** Exercises to complete **
1. According to the passage on teaching in Nigeria, in what year was Katsina Teachers' College founded?
2. In the passage on teaching in Nigeria, rewrite the text starting at "As soon as professionalisation" and ending at "without a profession.", changing "associations" to "unions".

***** Extract *****

More important than this belaboured chronicle about teachers over the years is, perhaps, the professionalisation of teaching in Nigeria. Over 120 years after the establishment, in 1896, of the St Andrews College, Oyo as the first Teachers Training College (TTC) in Nigeria and 100 years after Katsina Teachers’ College was founded as the first TTC in northern Nigeria in 1921; it’s beleaguering that the job of teaching yet remains a career that can be patronised by every Tom, Dick and Harry. For example, persons without the minimum teaching qualification are still being employed to teach in public and private schools at nearly all levels.

While having the knowledge of a subject-matter is one thing, knowing how to convey the knowledge to others is another; probably considered even more critical. Being the highest authority in a knowledge area as a professor in the university, for instance, is no guarantee for achieving the best out of a teaching-learning process. Teaching qualification is indeed critical to the success of every teacher in his or her job, no matter the level at which teaching is taking place. If teaching were a profession in Nigeria, no lecturer in the country’s higher institutions would have been engaged without a teaching qualification.

Because medicine and law are professions, no one practices them without being licensed by the MDCN or graduating from the Nigerian Law School. Sadly, the Teachers Registration Council of Nigeria (TRCN) has failed to enforce this regulation across all levels of the system. More regrettable is TRCN’s inaction, which reduced the concept of professionalisation of teaching to mere issuance of its licence to teachers.

The answers to how, when and to whom a set of curriculum contents are delivered thematically fall under teaching, not the teacher, which is one important reason that obliges its professionalisation. When teaching becomes a profession, the same salary shall be earned by teachers with the same qualifications and experience regardless of which level of the system they teach; a practice that is currently obtained in the medical profession.

As soon as professionalisation is achieved, it is believed that many of the challenges currently bedevilling the teaching career would naturally fizzle out. Government, not associations, has the duty to enforce policies and operational guidelines that seek to make teaching a profession in the country. Anything short of this only leaves Nigerian teachers without a profession.

***** Dataset content *****

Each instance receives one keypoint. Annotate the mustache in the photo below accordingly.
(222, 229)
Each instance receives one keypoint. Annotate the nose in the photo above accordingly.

*****

** Task-by-task outputs **
1. 1921

2.
As soon as professionalisation is achieved, it is believed that many of the challenges currently bedevilling the teaching career would naturally fizzle out. Government, not unions, has the duty to enforce policies and operational guidelines that seek to make teaching a profession in the country. Anything short of this only leaves Nigerian teachers without a profession.